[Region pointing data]
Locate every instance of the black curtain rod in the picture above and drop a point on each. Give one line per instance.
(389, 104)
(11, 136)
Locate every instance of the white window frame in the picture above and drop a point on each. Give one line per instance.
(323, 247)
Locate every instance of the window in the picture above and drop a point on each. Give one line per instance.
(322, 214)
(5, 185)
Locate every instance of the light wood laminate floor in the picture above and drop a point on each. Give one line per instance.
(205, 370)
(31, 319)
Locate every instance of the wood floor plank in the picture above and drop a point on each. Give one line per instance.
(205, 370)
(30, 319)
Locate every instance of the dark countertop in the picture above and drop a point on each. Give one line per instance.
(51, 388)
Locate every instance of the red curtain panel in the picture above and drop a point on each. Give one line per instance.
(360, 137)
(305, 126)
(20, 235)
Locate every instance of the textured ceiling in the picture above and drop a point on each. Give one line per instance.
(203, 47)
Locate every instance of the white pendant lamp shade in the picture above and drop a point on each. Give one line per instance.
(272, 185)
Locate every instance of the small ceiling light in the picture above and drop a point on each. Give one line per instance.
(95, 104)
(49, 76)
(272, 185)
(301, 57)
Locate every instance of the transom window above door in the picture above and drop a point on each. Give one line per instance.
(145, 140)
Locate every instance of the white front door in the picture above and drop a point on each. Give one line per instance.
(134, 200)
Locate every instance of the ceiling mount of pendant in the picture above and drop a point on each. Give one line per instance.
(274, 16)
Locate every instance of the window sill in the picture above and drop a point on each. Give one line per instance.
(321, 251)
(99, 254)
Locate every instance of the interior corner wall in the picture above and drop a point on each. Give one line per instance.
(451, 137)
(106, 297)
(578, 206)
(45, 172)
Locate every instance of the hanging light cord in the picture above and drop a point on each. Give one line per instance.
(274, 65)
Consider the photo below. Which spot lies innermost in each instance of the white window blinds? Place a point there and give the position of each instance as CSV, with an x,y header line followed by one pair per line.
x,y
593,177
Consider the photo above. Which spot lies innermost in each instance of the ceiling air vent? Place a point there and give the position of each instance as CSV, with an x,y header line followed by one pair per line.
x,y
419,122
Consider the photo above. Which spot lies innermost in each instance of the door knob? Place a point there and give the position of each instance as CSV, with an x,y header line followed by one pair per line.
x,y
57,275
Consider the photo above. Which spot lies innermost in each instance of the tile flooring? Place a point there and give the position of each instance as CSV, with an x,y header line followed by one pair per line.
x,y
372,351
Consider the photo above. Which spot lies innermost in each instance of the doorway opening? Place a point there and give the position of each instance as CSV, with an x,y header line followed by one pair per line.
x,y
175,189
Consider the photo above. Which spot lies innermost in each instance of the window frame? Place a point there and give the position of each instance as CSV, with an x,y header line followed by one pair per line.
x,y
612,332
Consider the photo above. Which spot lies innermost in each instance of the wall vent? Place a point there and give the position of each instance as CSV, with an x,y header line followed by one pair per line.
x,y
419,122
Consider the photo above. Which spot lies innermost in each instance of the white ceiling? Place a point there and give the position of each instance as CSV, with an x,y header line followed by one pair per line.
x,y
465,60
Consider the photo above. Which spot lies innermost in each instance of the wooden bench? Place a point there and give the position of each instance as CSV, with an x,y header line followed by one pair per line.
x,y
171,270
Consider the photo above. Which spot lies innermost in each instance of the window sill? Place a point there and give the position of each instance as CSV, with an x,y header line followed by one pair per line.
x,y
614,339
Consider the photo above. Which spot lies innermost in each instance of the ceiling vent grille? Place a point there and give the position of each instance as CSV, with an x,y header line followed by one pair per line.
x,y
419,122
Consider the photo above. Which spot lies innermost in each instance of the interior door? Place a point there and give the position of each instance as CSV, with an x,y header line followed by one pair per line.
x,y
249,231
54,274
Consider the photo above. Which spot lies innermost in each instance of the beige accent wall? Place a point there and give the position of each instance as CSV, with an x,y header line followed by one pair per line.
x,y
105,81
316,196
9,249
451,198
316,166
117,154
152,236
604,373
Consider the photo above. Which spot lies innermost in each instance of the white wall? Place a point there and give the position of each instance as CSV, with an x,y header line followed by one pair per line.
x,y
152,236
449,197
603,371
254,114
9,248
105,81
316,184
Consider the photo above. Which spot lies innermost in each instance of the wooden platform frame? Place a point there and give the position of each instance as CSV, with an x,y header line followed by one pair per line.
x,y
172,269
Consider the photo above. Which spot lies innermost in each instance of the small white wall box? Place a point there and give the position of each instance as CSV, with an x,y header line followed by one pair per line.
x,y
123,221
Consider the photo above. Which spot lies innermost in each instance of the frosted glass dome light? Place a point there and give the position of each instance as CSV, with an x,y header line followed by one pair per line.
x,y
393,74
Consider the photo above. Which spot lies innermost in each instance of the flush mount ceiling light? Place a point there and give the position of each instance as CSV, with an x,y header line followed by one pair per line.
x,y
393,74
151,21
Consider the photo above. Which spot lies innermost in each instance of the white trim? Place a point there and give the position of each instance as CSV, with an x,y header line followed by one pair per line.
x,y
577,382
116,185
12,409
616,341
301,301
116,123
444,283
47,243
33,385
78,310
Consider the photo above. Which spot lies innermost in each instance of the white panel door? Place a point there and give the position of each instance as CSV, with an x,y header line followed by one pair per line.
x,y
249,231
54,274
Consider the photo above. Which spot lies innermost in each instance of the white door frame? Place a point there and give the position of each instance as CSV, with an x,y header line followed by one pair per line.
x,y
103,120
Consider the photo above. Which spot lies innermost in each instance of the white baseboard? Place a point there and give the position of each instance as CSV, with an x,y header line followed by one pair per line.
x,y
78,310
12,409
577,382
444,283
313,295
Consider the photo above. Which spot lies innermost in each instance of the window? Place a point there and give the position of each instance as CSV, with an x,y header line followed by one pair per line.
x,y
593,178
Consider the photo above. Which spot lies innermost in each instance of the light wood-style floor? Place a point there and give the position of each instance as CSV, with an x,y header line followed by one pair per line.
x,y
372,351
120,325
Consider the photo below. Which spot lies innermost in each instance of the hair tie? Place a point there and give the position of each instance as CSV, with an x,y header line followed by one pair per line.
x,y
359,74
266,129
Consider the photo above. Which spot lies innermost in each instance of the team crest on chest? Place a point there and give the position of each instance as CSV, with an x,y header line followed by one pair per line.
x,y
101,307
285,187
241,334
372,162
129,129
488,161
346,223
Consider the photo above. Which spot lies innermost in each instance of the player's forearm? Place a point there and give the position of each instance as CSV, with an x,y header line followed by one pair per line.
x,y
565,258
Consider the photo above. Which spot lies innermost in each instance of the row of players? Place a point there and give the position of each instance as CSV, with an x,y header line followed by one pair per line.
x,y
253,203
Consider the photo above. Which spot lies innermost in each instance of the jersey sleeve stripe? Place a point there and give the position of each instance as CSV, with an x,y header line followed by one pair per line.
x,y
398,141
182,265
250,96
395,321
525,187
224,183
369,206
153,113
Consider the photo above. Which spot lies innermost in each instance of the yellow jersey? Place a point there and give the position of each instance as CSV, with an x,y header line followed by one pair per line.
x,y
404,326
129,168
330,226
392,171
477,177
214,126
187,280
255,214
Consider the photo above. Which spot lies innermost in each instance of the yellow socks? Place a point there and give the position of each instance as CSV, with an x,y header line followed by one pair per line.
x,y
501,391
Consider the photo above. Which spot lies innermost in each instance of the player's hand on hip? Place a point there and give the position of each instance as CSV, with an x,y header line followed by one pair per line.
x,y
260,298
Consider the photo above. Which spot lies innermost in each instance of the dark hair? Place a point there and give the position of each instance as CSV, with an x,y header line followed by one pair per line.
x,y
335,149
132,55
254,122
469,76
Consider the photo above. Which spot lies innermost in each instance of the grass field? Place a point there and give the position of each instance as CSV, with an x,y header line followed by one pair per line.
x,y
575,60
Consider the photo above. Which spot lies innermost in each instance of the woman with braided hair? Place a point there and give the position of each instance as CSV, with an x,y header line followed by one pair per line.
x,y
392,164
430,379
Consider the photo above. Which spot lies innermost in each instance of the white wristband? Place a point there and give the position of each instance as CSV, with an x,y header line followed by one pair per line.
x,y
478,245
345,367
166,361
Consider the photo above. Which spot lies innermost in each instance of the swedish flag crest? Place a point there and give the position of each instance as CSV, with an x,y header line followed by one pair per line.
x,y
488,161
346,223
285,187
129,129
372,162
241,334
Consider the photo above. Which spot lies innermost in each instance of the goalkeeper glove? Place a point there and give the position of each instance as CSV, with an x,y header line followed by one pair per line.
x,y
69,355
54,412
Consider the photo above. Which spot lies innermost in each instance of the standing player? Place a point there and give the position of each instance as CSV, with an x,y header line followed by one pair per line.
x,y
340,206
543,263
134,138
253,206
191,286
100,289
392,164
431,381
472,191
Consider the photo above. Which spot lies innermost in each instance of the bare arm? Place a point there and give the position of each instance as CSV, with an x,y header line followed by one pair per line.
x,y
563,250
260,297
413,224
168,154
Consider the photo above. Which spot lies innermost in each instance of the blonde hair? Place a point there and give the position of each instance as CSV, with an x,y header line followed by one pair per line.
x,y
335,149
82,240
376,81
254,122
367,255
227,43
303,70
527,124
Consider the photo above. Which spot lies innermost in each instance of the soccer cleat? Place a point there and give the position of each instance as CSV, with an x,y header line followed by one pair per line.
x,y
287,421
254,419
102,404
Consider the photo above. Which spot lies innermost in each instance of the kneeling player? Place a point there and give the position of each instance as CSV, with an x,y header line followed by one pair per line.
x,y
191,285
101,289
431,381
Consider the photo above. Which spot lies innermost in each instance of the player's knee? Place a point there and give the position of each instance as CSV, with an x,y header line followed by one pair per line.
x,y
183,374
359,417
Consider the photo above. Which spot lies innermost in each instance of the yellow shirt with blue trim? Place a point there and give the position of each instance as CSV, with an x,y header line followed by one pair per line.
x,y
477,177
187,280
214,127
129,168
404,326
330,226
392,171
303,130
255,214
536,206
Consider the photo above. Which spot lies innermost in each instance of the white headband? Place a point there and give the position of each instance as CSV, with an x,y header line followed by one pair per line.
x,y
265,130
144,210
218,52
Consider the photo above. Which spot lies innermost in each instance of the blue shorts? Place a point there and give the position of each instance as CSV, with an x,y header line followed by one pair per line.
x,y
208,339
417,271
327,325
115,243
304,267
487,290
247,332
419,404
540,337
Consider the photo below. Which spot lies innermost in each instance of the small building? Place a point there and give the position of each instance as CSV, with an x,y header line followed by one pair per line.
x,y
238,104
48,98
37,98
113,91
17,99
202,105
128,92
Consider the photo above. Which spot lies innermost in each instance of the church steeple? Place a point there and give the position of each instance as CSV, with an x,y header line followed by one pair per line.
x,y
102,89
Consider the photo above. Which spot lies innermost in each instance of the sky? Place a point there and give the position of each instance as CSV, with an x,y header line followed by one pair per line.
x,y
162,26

### Action item
Return the lines from the line containing "the small building?" to the end of the entries above, exactly as they appear and with no other output.

### Response to the task
Consider the photo below. Which spot lies innermost in each instance of the small building? Place a point there and give the position of each instance as CSV, with an x,y header line followed by one pair per line.
x,y
238,104
48,98
37,98
113,91
17,99
202,105
128,92
Consider the photo above. Which spot lies innermost in each instance of the church steeple? Place a point there and give the position of each instance as CSV, with an x,y header line followed by one pair per line.
x,y
102,89
Consider the photo above. Which spot lies innermost in each instance of the sky? Place a point there and give the position of each instance as CSV, with an x,y header line followed by one pair per line.
x,y
162,26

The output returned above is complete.